Entries from an annotation dataset:
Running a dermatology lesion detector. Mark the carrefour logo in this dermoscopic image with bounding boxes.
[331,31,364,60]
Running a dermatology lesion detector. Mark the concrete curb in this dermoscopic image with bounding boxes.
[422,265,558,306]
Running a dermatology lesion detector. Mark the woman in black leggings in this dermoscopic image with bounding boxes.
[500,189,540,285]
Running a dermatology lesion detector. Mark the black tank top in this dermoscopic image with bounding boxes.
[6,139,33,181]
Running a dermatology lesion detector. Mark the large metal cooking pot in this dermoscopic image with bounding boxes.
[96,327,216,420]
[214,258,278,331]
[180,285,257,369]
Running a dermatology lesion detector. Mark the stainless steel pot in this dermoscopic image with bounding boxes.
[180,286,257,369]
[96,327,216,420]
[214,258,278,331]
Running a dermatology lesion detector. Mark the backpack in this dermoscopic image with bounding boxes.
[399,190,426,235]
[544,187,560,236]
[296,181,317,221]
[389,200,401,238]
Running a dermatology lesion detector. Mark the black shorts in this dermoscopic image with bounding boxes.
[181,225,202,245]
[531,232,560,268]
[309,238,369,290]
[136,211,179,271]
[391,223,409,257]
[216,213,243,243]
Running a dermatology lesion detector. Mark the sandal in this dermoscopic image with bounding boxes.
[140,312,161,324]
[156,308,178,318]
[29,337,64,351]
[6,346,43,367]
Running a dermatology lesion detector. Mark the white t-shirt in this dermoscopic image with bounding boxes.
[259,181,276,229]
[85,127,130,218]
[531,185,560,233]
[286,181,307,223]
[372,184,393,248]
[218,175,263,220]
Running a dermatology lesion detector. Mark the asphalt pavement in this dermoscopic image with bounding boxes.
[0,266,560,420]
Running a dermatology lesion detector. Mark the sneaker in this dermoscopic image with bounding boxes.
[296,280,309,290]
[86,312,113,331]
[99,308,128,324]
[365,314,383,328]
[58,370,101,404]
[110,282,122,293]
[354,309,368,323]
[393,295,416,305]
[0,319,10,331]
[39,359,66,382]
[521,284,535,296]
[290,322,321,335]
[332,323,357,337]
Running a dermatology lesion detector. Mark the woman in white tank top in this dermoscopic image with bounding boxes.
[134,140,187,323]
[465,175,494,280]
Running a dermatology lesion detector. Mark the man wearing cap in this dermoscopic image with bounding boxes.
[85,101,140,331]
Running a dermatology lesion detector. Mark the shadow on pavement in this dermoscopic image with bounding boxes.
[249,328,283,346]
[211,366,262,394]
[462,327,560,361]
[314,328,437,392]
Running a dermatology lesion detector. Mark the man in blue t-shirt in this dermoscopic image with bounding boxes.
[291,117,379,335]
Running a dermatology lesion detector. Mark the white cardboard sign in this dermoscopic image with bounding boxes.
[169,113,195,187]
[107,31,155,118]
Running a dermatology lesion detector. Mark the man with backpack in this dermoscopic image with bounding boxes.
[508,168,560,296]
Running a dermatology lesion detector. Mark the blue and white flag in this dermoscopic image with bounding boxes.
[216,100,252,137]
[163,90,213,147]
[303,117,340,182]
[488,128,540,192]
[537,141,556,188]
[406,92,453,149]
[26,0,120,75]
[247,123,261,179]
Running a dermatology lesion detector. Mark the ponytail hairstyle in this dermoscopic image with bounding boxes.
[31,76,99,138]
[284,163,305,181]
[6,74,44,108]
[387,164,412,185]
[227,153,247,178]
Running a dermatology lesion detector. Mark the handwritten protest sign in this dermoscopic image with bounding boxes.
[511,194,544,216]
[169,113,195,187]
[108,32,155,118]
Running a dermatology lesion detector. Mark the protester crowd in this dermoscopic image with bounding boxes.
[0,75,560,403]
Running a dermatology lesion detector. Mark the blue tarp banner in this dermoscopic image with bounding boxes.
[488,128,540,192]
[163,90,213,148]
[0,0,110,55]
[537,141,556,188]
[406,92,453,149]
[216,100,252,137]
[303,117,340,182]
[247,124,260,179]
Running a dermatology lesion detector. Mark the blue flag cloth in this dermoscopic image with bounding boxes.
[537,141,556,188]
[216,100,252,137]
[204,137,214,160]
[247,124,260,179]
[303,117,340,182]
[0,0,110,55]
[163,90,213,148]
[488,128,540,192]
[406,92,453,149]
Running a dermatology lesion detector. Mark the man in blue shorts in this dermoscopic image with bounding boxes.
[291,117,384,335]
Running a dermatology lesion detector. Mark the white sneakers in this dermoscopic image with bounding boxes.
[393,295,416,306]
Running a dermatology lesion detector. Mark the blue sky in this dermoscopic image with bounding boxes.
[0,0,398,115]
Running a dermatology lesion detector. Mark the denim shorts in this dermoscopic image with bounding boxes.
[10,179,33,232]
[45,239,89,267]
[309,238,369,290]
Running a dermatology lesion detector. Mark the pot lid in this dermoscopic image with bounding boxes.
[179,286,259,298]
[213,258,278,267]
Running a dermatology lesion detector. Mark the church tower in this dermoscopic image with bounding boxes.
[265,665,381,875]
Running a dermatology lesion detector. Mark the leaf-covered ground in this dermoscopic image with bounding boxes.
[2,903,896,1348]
--
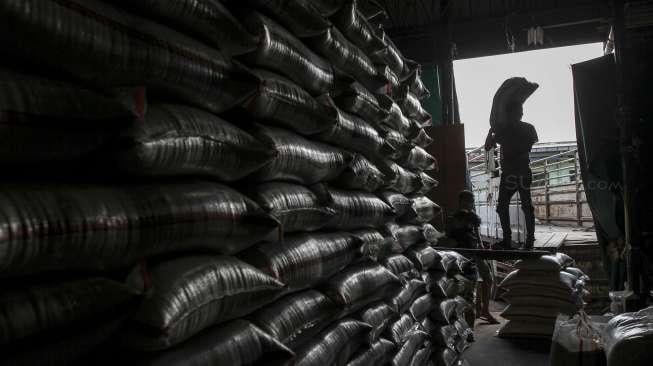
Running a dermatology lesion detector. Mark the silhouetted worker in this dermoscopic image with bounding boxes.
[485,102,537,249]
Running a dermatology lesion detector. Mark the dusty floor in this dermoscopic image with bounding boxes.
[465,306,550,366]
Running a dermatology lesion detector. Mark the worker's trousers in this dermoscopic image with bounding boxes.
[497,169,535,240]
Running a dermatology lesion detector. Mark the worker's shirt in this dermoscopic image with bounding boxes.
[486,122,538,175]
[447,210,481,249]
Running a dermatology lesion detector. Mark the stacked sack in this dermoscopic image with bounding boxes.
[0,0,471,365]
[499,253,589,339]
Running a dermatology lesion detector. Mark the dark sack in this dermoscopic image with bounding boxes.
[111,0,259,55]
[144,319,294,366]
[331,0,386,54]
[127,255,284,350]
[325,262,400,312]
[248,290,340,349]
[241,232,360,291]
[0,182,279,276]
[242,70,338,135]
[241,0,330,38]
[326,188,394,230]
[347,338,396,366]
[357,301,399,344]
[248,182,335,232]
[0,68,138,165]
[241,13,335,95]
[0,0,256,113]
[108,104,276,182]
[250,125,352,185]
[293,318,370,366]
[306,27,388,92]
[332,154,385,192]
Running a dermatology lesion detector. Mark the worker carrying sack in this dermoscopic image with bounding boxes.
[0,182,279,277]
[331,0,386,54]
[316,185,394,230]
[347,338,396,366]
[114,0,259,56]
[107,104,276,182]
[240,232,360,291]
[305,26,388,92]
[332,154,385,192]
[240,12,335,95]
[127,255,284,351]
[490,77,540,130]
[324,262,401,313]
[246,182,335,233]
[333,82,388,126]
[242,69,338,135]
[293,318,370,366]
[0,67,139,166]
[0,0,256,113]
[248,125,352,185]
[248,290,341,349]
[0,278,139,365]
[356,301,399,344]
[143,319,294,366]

- [Task details]:
Locate each line in the items above that contains the string "sign", paying attention to case, and copy those lines out in full.

- [Task response]:
Running a dermatology lesion detector. Mark the white cardboard sign in this dermoscopic image with bounding boxes.
Running a dermatology lesion detector. Mark the handwritten protest sign in this dermoscopic image with bounding boxes.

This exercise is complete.